Work instructions: Each line in the entries below that holds the string "When" is to be listed.

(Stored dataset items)
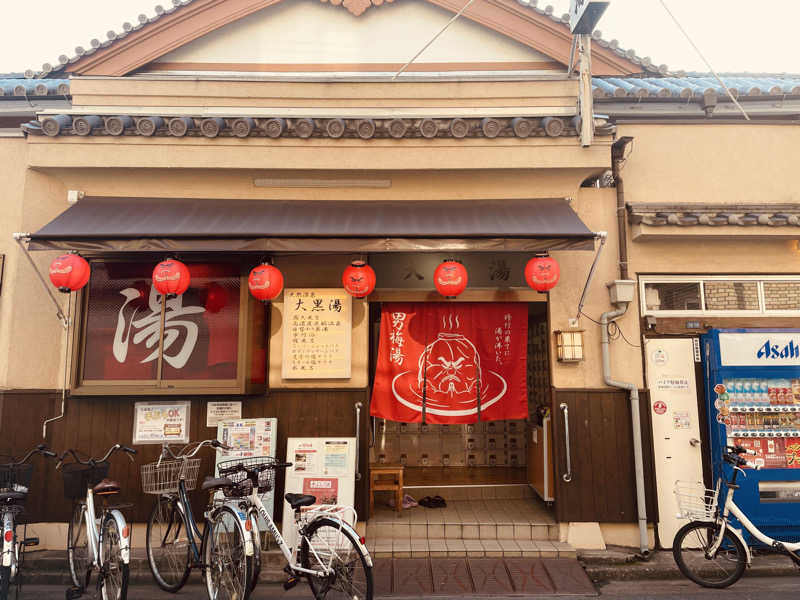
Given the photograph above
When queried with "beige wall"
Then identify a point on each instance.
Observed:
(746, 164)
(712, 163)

...

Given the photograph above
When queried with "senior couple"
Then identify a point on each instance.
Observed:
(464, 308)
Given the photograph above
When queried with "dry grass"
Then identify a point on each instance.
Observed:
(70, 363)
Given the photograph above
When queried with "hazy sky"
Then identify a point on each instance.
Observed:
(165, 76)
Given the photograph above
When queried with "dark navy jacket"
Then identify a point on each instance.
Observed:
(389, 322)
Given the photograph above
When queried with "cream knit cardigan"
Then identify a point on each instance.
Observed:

Expected answer:
When queried with "beige wall"
When queried with "senior couple"
When queried with "dry grass"
When queried with "hazy sky"
When queried with "dark navy jacket"
When queried with "cream knit cardigan"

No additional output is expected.